• _Task details_
All lines from the one with "Target: blue pencil" through the final line of the records below must be written out exactly, with no other text.

• _Material for this task_
=== Begin Enclosure ===

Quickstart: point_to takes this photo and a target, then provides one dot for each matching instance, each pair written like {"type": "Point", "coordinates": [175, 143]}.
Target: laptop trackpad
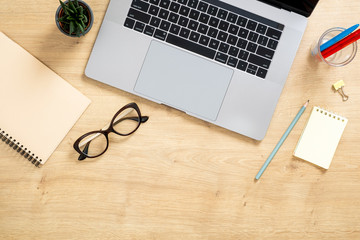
{"type": "Point", "coordinates": [183, 80]}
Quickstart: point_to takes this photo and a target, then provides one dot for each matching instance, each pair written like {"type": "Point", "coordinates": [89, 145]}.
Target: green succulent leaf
{"type": "Point", "coordinates": [72, 27]}
{"type": "Point", "coordinates": [74, 18]}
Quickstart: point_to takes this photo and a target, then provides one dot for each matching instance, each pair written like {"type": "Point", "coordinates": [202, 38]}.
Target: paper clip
{"type": "Point", "coordinates": [338, 86]}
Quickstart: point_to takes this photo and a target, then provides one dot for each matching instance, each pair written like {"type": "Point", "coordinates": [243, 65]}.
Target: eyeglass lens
{"type": "Point", "coordinates": [124, 123]}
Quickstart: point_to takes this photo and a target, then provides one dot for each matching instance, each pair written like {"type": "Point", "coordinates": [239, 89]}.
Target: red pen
{"type": "Point", "coordinates": [353, 37]}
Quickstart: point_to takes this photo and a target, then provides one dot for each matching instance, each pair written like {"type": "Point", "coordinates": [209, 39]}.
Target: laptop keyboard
{"type": "Point", "coordinates": [210, 28]}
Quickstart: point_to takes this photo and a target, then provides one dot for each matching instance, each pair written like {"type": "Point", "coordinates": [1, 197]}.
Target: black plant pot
{"type": "Point", "coordinates": [89, 14]}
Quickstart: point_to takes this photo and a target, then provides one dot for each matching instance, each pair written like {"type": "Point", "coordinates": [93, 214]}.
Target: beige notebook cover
{"type": "Point", "coordinates": [37, 107]}
{"type": "Point", "coordinates": [320, 138]}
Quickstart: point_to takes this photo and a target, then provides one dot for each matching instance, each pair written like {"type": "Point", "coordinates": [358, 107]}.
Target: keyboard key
{"type": "Point", "coordinates": [222, 14]}
{"type": "Point", "coordinates": [139, 26]}
{"type": "Point", "coordinates": [165, 25]}
{"type": "Point", "coordinates": [154, 10]}
{"type": "Point", "coordinates": [174, 7]}
{"type": "Point", "coordinates": [203, 28]}
{"type": "Point", "coordinates": [193, 25]}
{"type": "Point", "coordinates": [183, 21]}
{"type": "Point", "coordinates": [129, 23]}
{"type": "Point", "coordinates": [244, 55]}
{"type": "Point", "coordinates": [204, 40]}
{"type": "Point", "coordinates": [261, 73]}
{"type": "Point", "coordinates": [193, 3]}
{"type": "Point", "coordinates": [188, 45]}
{"type": "Point", "coordinates": [222, 36]}
{"type": "Point", "coordinates": [259, 61]}
{"type": "Point", "coordinates": [241, 21]}
{"type": "Point", "coordinates": [214, 22]}
{"type": "Point", "coordinates": [224, 47]}
{"type": "Point", "coordinates": [165, 3]}
{"type": "Point", "coordinates": [214, 44]}
{"type": "Point", "coordinates": [138, 4]}
{"type": "Point", "coordinates": [251, 25]}
{"type": "Point", "coordinates": [194, 14]}
{"type": "Point", "coordinates": [184, 32]}
{"type": "Point", "coordinates": [261, 29]}
{"type": "Point", "coordinates": [173, 17]}
{"type": "Point", "coordinates": [232, 17]}
{"type": "Point", "coordinates": [232, 39]}
{"type": "Point", "coordinates": [265, 52]}
{"type": "Point", "coordinates": [204, 18]}
{"type": "Point", "coordinates": [234, 51]}
{"type": "Point", "coordinates": [202, 6]}
{"type": "Point", "coordinates": [263, 40]}
{"type": "Point", "coordinates": [273, 33]}
{"type": "Point", "coordinates": [253, 36]}
{"type": "Point", "coordinates": [155, 2]}
{"type": "Point", "coordinates": [272, 44]}
{"type": "Point", "coordinates": [155, 21]}
{"type": "Point", "coordinates": [233, 29]}
{"type": "Point", "coordinates": [223, 25]}
{"type": "Point", "coordinates": [194, 36]}
{"type": "Point", "coordinates": [242, 65]}
{"type": "Point", "coordinates": [243, 33]}
{"type": "Point", "coordinates": [184, 10]}
{"type": "Point", "coordinates": [212, 10]}
{"type": "Point", "coordinates": [159, 34]}
{"type": "Point", "coordinates": [242, 43]}
{"type": "Point", "coordinates": [251, 47]}
{"type": "Point", "coordinates": [163, 14]}
{"type": "Point", "coordinates": [220, 57]}
{"type": "Point", "coordinates": [251, 69]}
{"type": "Point", "coordinates": [232, 62]}
{"type": "Point", "coordinates": [149, 30]}
{"type": "Point", "coordinates": [212, 32]}
{"type": "Point", "coordinates": [140, 16]}
{"type": "Point", "coordinates": [175, 29]}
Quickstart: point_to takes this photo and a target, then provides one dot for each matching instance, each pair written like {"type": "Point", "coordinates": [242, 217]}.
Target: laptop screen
{"type": "Point", "coordinates": [303, 7]}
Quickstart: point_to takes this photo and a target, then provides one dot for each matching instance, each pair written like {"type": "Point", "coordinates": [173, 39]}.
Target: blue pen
{"type": "Point", "coordinates": [338, 37]}
{"type": "Point", "coordinates": [282, 139]}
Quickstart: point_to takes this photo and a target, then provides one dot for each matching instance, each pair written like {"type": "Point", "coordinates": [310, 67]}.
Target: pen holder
{"type": "Point", "coordinates": [338, 59]}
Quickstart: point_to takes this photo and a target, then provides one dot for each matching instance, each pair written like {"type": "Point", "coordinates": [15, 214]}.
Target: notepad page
{"type": "Point", "coordinates": [320, 137]}
{"type": "Point", "coordinates": [37, 107]}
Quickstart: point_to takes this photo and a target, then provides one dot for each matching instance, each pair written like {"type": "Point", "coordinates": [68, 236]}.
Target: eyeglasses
{"type": "Point", "coordinates": [125, 122]}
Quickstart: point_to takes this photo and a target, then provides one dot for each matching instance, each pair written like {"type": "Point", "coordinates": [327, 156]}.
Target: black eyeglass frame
{"type": "Point", "coordinates": [110, 129]}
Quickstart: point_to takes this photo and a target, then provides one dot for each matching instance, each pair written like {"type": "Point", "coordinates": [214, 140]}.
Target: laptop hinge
{"type": "Point", "coordinates": [272, 3]}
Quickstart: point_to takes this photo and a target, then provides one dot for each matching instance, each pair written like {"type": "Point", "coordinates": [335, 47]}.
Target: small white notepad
{"type": "Point", "coordinates": [320, 138]}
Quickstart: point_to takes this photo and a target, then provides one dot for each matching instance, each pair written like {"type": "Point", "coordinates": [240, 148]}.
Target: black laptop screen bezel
{"type": "Point", "coordinates": [303, 7]}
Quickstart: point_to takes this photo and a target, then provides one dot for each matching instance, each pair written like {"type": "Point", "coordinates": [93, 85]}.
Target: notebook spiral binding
{"type": "Point", "coordinates": [11, 142]}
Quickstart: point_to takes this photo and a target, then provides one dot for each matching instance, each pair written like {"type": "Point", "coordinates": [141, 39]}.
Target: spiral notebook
{"type": "Point", "coordinates": [37, 107]}
{"type": "Point", "coordinates": [320, 137]}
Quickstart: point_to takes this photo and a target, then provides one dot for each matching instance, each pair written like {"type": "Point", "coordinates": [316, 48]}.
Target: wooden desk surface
{"type": "Point", "coordinates": [179, 177]}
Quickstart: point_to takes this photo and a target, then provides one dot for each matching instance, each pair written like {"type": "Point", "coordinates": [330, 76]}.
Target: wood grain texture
{"type": "Point", "coordinates": [179, 177]}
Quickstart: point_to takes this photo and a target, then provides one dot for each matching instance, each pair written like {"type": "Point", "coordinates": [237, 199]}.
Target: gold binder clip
{"type": "Point", "coordinates": [338, 86]}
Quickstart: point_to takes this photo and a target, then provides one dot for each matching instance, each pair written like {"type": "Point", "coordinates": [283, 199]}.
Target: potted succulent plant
{"type": "Point", "coordinates": [74, 18]}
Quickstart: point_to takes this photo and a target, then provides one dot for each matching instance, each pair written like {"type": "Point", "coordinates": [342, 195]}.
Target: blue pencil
{"type": "Point", "coordinates": [282, 139]}
{"type": "Point", "coordinates": [338, 37]}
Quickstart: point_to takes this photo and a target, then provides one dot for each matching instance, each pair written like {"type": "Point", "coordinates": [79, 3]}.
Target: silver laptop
{"type": "Point", "coordinates": [225, 62]}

=== End Enclosure ===

• _Exercise result_
Target: blue pencil
{"type": "Point", "coordinates": [282, 139]}
{"type": "Point", "coordinates": [338, 37]}
Quickstart: point_to takes this photo and a target, then provides one dot for each matching instance, each pair written like {"type": "Point", "coordinates": [79, 3]}.
Target: silver laptop
{"type": "Point", "coordinates": [225, 62]}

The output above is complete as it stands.